[Usando la información]:
1 > En el fragmento sobre la financiación pública tras la pandemia, enumera todos los calificativos que se aplican a las sociedades en el último párrafo.
2 > Retoma el fragmento sobre la financiación pública tras la pandemia y continúalo a partir de su última oración.

[Fragmento del documento]:
::::::::
1. ¿De dónde venimos?

Como afirmaba el físico danés Niels Bohr, “es muy difícil hacer predicciones, sobre todo sobre el futuro” y, en estos tiempos de una inacabable pandemia, todavía más.

Sin embargo, es común y necesario al género humano la virtud y la necesidad de planificar y ya tenemos a un elenco de economistas, tertulianos y políticos hablándonos de “reconstrucción”, “recuperación” e, incluso, “resiliencia”, al hilo de exponer y debatir cuál debe ser el uso de los, aproximadamente, 144.000 millones de euros que el Presupuesto de la Unión Europea “Next Generation” va a poner en nuestros manos.

Es evidente que soñar con el futuro ante el drama actual no es solo escapismo, sino una necesidad psicológica, pero también que es absurdo creer que las consecuencias de esta tremenda crisis humana, social y económica van a resolverse con un maná, caído del Cielo, sin que se nos demanden contraprestaciones y ese dinero europeo venga unido a multitud de condiciones, cuyo cumplimiento, además, deviene necesario y conveniente, dada nuestra triste experiencia en el despilfarro de los recursos públicos, cuyo ejemplo paradigmático fue el inefable “Plan E”.

Y, como “nada es gratis”, las enormes necesidades de gasto público que la pandemia está trayendo (y traerá) consigo y las subvenciones condicionadas europeas reforzarán, o se pagan con Deuda Pública (la cual, en estimaciones prudentes, se pondrá en un 140% del PIB en este año del Señor del 2021, “El Año de la Peste”), o se pagan con impuestos, pues pretender continuar con déficits públicos del 11% sobre el PIB como se producirá en el ejercicio 2020, es sencillamente insostenible y suicida.

Pero, junto con estas novedosas necesidades financieras, un Estado moderno necesita financiación ordinaria y demanda también – si quiere sobrevivir en un contexto de sociedades líquidas, globalizadas, digitales, complejas y crecientemente competitivas, – recursos financieros, ingresos públicos crecientes.
::::::::
(Extractos de un conjunto de datos)

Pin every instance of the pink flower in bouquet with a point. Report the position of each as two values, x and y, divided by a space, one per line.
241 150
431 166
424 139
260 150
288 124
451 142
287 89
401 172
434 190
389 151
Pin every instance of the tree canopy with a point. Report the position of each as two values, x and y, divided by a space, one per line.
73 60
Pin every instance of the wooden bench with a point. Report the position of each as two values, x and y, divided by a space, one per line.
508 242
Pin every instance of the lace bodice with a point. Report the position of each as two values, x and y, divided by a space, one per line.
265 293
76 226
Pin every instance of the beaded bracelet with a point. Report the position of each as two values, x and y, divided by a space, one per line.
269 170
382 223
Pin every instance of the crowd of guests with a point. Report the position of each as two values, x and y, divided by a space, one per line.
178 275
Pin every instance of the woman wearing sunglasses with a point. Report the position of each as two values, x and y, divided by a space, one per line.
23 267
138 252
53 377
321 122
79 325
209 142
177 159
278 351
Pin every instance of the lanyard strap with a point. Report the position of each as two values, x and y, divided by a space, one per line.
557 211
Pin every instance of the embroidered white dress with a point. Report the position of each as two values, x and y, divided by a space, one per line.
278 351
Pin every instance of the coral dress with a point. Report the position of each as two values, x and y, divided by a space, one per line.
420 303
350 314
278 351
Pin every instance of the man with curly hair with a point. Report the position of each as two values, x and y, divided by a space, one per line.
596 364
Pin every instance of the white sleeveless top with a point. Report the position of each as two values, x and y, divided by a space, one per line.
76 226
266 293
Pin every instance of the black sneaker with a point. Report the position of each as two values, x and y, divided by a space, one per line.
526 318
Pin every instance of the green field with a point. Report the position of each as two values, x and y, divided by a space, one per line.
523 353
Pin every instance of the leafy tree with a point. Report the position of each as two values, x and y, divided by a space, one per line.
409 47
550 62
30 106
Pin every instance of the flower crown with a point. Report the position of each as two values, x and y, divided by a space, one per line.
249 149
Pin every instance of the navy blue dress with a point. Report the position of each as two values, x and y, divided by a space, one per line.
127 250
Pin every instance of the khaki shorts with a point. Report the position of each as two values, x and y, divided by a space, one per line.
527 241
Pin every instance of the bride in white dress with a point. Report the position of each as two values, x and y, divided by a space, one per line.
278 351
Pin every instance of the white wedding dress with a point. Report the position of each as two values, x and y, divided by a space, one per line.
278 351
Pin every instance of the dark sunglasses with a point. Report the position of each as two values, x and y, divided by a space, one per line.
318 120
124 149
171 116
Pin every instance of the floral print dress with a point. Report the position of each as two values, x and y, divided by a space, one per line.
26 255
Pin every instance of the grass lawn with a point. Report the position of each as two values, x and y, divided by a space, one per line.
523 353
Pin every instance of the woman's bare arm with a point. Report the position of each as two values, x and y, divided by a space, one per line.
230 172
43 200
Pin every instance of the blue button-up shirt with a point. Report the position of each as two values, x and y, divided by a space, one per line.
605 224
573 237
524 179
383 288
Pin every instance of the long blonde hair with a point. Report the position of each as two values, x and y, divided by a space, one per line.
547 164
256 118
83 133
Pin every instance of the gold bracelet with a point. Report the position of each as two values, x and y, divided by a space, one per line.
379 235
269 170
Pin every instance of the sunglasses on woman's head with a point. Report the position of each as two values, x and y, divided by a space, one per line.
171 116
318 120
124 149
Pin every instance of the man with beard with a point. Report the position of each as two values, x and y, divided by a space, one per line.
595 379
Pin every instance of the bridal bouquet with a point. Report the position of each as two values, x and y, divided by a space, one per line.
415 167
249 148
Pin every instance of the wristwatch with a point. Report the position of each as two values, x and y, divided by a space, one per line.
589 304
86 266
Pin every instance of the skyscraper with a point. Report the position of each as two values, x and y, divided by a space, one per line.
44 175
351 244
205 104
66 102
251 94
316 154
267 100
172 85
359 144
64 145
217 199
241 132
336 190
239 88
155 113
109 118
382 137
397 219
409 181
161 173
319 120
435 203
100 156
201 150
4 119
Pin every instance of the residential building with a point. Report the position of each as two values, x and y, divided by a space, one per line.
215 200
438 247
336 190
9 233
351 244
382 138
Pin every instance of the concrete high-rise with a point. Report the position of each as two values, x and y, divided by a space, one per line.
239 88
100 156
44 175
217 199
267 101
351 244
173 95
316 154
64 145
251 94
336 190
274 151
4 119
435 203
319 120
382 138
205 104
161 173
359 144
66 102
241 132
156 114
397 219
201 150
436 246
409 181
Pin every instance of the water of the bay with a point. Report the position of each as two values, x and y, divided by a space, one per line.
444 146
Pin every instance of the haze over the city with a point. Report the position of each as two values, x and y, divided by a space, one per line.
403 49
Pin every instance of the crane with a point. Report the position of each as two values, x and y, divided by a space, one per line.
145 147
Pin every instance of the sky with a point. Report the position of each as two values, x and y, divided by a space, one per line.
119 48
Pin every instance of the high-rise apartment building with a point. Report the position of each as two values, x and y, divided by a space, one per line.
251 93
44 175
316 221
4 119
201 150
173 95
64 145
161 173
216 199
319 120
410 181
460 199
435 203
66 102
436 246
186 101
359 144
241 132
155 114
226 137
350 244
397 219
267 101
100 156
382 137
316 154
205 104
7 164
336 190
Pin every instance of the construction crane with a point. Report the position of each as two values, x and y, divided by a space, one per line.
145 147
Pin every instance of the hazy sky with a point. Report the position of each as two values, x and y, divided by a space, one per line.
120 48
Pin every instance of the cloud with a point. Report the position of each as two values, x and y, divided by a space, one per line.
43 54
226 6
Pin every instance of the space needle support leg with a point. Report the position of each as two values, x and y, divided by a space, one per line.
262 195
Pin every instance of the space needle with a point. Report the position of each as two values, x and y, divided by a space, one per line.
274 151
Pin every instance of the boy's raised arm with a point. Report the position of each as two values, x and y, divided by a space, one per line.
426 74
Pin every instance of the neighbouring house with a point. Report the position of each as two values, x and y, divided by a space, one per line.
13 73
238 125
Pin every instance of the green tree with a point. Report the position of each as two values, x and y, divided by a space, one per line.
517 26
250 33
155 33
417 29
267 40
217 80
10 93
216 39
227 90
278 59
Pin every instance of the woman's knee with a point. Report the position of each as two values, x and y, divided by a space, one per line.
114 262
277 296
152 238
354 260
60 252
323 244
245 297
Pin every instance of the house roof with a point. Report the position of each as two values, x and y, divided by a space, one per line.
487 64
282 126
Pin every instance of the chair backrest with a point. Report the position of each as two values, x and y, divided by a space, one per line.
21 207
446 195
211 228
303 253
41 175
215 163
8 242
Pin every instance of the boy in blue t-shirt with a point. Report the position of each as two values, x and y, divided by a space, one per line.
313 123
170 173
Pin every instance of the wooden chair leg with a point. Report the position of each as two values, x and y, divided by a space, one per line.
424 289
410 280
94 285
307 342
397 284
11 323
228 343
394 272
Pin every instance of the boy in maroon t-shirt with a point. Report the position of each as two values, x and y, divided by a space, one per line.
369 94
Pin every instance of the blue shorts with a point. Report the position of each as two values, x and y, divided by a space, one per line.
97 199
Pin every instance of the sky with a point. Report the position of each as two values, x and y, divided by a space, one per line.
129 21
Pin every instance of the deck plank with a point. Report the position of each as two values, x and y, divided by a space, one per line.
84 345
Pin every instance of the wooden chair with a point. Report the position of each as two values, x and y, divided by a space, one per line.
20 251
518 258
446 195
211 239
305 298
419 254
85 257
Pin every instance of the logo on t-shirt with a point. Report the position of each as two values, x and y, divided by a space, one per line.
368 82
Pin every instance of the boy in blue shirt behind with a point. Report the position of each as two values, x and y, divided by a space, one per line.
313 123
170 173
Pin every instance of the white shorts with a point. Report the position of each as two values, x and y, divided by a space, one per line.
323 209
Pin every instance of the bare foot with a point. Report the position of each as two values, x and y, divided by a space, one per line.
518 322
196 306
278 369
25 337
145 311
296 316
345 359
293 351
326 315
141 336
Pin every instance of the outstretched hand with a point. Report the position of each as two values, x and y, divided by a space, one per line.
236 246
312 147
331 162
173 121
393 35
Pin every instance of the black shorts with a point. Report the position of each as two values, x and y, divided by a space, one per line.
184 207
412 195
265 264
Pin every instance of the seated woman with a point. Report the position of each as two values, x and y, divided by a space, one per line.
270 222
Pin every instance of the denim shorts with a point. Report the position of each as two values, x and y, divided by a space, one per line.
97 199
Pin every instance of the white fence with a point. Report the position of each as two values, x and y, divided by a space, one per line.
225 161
::::::::
[Respuestas por número]:
1 > Líquidas, globalizadas, digitales, complejas y crecientemente competitivas.

2 >
Por si lo anterior fuera poco, es evidente que nuestro sistema tributario (si es que existe, pues lo tiene todo, menos de “sistemático”) lleva unos años demostrando su ineficiencia, incluso, para lograr su objetivo básico: la suficiencia recaudatoria.    

2. ¿A dónde vamos?

Todo ello supone la necesidad, la urgencia, de plantearnos cómo ha de ser el sistema tributario español del futuro, cosa nada fácil por la incertidumbre que toda estimación conlleva, por la rapidez de los cambios de los entornos entre los cuales todo sistema impositivo funciona y porque hablar del futuro es, en sí mismo, una imposibilidad óntica, ya que depende de cuán lejano pongamos esa palabra: ¿uno, tres, cinco, cincuenta años, un evo?.

Si no queremos caer en la pura Astrología o en el funambulismo político, y si somos conscientes de que, cuando hablamos de “futuro”, a lo más que podemos aspirar es a proyectar tendencias y exponer doctrinas dominantes, las cuales, por otra parte, suelen equivocarse (¿alguien, salvo los intérpretes de Nostradamus o los directores de películas catastrofistas, supo predecir la COVID-19?), sería conveniente reflexionar seriamente sobre cuáles son los impuestos del futuro en España, definiendo “futuro” no más allá de cinco años y teniendo en cuenta que, por mucho que queramos hacernos un trile, es inevitable (e incluso necesario) un fuerte incremento de la presión tributaria en España, siendo ya mucho más debatible y discutible el cómo, el cuándo, el dónde y sobre qué capacidad económica ha de producirse esa punción fiscal.

El debate resulta inevitable y me limitaré a algún esbozo. En primer lugar, ningún impuesto es como el agua: inodora, incolora e insípida. Todo gravamen genera resistencias y “trade offs” y ninguno es perfecto, ni en su diseño ni mucho menos en su implantación.

   3 . ¿Y en qué nos convertimos?

Dado que, después de la pandemia, la desigualdad aumentará y la exclusión social y la pobreza crecerán exponencialmente, también el aumento de la resistencia social al aumento de los clásicos tributos se endurecerá; ello, a pesar de que sus virtudes y ventajas, no pueden  negarse, empezando por su elasticidad, caso del IRPF o del IVA, lo que permitiría una recaudación potente.

Errores (interesados e ideológicamente muy favorecidos) del pasado como la nefasta (y técnicamente muy incorrecta) dualidad de la base imponible del IRPF, asimismo, nos pasan su factura, en términos de injusticia y pérdida recaudatoria; pero su consolidación social y cultural hacen prácticamente imposible su alteración inmediata, sin perjuicio de retoques relevantes, sobre todo, en el Impuesto sobre Sociedades, auténtico “agujero negro” de nuestra fiscalidad o en materia de alícuotas del IVA, cuya ineficiencia es notable y ha sido denunciada en múltiples ocasiones.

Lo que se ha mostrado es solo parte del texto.